Filter the lines below, keeping each one that holds "distant".

──────── DATA EXCERPTS ────────

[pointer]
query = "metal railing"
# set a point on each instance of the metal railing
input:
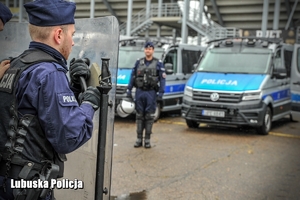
(167, 10)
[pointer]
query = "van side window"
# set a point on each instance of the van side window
(171, 58)
(278, 64)
(189, 58)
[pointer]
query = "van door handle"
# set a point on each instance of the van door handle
(297, 83)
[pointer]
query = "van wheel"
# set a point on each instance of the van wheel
(267, 123)
(192, 124)
(157, 112)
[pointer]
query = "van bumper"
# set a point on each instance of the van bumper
(248, 113)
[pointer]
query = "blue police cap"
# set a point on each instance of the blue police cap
(50, 12)
(149, 44)
(5, 14)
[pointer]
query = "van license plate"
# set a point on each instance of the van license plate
(213, 113)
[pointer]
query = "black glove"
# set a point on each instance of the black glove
(129, 95)
(90, 96)
(159, 99)
(79, 68)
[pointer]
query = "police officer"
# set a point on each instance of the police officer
(41, 119)
(148, 76)
(5, 16)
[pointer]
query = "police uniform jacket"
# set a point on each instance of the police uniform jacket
(43, 91)
(160, 72)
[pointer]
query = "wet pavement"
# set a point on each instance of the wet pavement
(209, 162)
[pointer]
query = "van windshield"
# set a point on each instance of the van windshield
(128, 56)
(252, 61)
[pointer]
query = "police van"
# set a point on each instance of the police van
(243, 82)
(178, 61)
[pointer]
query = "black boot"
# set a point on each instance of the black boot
(139, 130)
(138, 142)
(148, 129)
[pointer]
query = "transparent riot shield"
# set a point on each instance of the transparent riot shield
(94, 39)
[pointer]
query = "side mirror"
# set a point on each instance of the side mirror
(280, 73)
(169, 68)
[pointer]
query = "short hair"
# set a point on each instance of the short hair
(42, 33)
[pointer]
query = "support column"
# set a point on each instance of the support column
(174, 35)
(291, 15)
(264, 23)
(201, 6)
(21, 3)
(158, 31)
(276, 14)
(92, 9)
(148, 5)
(159, 7)
(129, 15)
(184, 28)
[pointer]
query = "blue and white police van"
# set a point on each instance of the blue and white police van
(243, 82)
(178, 61)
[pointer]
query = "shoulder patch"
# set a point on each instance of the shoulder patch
(67, 99)
(7, 81)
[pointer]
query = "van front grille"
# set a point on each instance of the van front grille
(223, 97)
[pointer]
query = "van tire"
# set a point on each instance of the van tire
(191, 123)
(267, 123)
(157, 112)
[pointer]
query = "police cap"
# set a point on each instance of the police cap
(5, 14)
(50, 12)
(149, 44)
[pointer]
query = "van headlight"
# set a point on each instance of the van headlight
(251, 96)
(188, 91)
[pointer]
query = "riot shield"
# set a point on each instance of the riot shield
(94, 39)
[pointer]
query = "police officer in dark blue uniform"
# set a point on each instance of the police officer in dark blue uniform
(41, 119)
(5, 16)
(149, 78)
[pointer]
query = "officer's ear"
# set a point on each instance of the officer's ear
(58, 35)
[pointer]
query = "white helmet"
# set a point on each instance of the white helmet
(125, 108)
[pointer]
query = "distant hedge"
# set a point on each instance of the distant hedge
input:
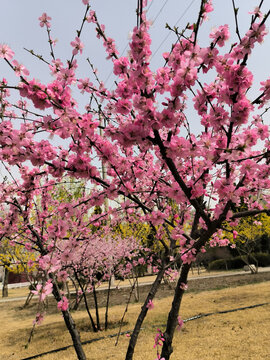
(238, 262)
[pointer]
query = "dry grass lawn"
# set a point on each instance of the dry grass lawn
(239, 335)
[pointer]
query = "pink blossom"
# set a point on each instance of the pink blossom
(150, 305)
(78, 46)
(39, 319)
(43, 291)
(45, 20)
(91, 18)
(220, 35)
(63, 304)
(183, 286)
(180, 323)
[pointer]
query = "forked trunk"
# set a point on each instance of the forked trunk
(173, 314)
(141, 317)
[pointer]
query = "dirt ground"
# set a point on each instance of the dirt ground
(239, 335)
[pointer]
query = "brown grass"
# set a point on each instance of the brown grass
(240, 335)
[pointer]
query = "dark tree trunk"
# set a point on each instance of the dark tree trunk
(5, 283)
(173, 314)
(107, 303)
(96, 307)
(70, 324)
(142, 315)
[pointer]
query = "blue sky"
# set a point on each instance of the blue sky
(19, 28)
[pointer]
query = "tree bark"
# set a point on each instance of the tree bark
(142, 315)
(5, 283)
(173, 314)
(70, 324)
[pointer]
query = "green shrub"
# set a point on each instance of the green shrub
(262, 258)
(239, 262)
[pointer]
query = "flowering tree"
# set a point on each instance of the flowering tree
(158, 170)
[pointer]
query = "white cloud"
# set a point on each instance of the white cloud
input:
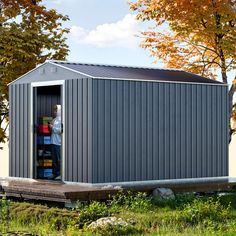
(119, 34)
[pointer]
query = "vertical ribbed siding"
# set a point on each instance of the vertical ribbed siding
(20, 130)
(148, 130)
(78, 130)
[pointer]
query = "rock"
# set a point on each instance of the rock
(164, 193)
(107, 221)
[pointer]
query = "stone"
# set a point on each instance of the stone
(164, 193)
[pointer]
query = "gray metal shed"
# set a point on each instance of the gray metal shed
(122, 123)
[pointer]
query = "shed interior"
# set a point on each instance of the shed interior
(45, 98)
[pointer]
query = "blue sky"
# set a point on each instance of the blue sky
(103, 32)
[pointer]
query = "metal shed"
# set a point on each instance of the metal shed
(122, 123)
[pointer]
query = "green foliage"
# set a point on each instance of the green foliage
(92, 212)
(179, 201)
(203, 211)
(30, 214)
(29, 34)
(116, 230)
(131, 201)
(185, 215)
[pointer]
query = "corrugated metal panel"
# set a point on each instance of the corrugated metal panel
(145, 130)
(78, 130)
(20, 130)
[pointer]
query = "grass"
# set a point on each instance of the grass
(185, 215)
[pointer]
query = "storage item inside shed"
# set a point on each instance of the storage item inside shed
(44, 153)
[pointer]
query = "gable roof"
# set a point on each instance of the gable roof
(137, 73)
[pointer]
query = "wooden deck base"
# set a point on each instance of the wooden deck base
(53, 191)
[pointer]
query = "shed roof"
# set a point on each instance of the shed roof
(137, 73)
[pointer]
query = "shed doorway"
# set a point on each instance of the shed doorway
(48, 129)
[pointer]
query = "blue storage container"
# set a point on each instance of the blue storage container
(44, 173)
(44, 140)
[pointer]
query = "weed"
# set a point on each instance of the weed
(203, 211)
(131, 201)
(92, 212)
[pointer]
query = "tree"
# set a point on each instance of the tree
(29, 35)
(199, 36)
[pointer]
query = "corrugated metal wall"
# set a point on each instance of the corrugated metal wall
(20, 130)
(78, 128)
(130, 130)
(148, 130)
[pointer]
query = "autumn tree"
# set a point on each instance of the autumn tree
(29, 35)
(195, 35)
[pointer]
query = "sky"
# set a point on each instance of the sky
(103, 32)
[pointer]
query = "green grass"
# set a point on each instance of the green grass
(185, 215)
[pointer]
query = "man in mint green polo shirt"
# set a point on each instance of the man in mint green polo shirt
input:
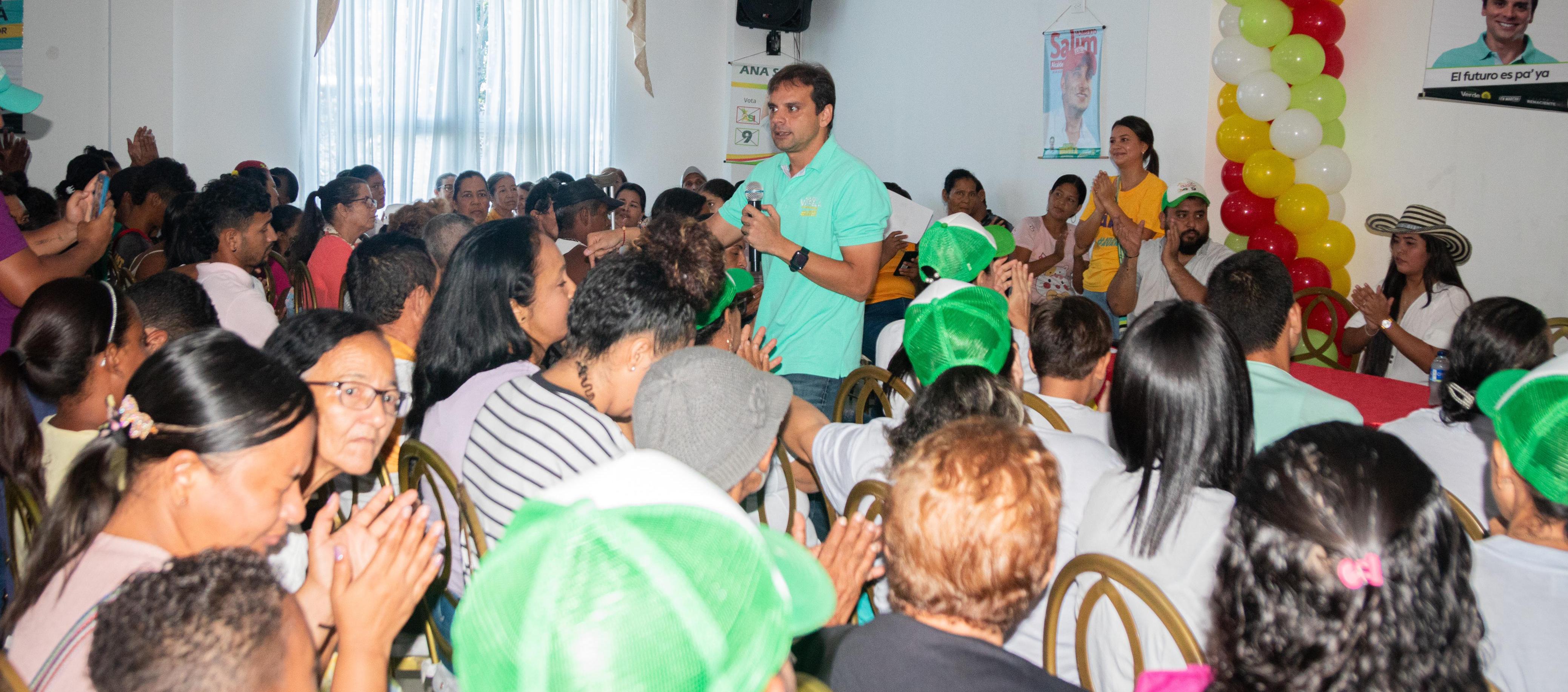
(821, 229)
(1504, 41)
(1250, 292)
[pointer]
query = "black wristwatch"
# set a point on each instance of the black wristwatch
(799, 262)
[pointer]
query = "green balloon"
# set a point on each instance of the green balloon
(1297, 58)
(1236, 242)
(1335, 133)
(1322, 96)
(1314, 339)
(1266, 23)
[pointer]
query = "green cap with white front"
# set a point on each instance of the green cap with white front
(956, 248)
(954, 323)
(1530, 412)
(595, 588)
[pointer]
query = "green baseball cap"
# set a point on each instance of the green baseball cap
(16, 98)
(1530, 412)
(637, 575)
(1004, 240)
(954, 323)
(956, 248)
(736, 282)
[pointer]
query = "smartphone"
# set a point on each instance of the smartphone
(103, 195)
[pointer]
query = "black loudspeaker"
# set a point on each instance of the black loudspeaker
(774, 15)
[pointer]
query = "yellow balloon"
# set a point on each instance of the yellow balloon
(1241, 137)
(1228, 102)
(1332, 243)
(1340, 279)
(1269, 173)
(1302, 209)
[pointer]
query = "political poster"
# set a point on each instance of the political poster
(1073, 93)
(1498, 52)
(749, 138)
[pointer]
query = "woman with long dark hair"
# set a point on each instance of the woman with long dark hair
(1493, 334)
(1181, 416)
(1134, 196)
(335, 216)
(1343, 569)
(1405, 322)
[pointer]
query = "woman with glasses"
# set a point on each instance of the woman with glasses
(335, 216)
(347, 364)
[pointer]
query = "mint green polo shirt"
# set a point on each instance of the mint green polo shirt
(835, 203)
(1282, 405)
(1478, 54)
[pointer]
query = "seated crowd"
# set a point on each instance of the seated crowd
(208, 395)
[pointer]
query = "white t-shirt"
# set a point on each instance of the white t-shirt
(1155, 282)
(1454, 451)
(1431, 322)
(1081, 419)
(1183, 569)
(1523, 595)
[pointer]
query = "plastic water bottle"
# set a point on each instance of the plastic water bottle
(1440, 368)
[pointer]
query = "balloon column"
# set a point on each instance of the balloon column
(1282, 138)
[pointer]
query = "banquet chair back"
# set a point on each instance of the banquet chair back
(23, 519)
(1318, 353)
(871, 383)
(1112, 574)
(1039, 406)
(1468, 519)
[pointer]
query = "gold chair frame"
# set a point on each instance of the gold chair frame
(1473, 527)
(23, 517)
(418, 464)
(1039, 406)
(868, 375)
(1329, 300)
(1112, 572)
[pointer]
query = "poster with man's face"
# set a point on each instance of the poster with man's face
(1073, 93)
(1501, 52)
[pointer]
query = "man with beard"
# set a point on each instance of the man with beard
(1068, 129)
(1153, 272)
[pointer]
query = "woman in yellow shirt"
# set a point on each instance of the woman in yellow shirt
(1134, 195)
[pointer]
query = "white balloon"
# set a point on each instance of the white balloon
(1329, 168)
(1235, 58)
(1231, 21)
(1263, 96)
(1337, 207)
(1296, 132)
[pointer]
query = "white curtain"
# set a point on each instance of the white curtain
(427, 87)
(546, 87)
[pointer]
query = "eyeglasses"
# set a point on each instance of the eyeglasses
(360, 397)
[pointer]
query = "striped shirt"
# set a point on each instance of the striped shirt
(532, 436)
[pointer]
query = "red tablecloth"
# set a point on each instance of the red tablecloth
(1380, 400)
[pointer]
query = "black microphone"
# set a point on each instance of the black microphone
(755, 195)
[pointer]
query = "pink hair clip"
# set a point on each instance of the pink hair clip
(1357, 574)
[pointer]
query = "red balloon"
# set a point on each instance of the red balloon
(1333, 61)
(1310, 273)
(1276, 240)
(1319, 19)
(1231, 176)
(1244, 212)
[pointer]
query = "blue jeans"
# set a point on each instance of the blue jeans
(1116, 322)
(880, 315)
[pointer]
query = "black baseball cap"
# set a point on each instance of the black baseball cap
(584, 190)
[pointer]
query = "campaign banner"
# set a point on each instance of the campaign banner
(1073, 93)
(1508, 54)
(749, 138)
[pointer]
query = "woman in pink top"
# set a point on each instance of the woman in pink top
(336, 215)
(205, 451)
(1049, 240)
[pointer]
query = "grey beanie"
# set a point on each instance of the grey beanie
(712, 411)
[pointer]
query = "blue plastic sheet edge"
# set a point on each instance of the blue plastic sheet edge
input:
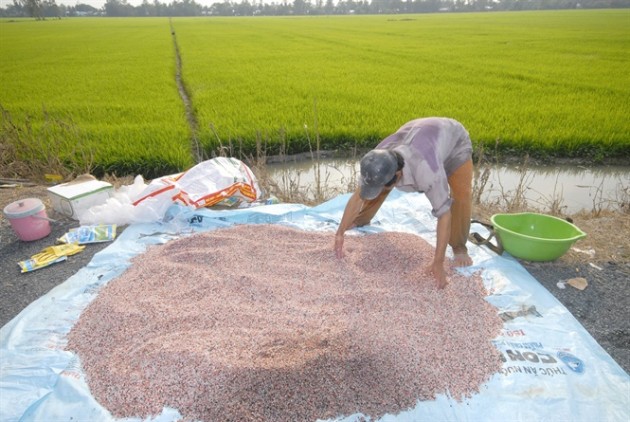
(552, 368)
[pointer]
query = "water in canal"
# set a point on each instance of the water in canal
(567, 188)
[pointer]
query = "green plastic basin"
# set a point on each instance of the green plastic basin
(535, 237)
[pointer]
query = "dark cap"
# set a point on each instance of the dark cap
(378, 167)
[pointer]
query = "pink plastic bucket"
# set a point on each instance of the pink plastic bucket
(28, 219)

────────

### TASK SOLUTION
query = "distant hedge"
# set a point on each instance of the distant hedge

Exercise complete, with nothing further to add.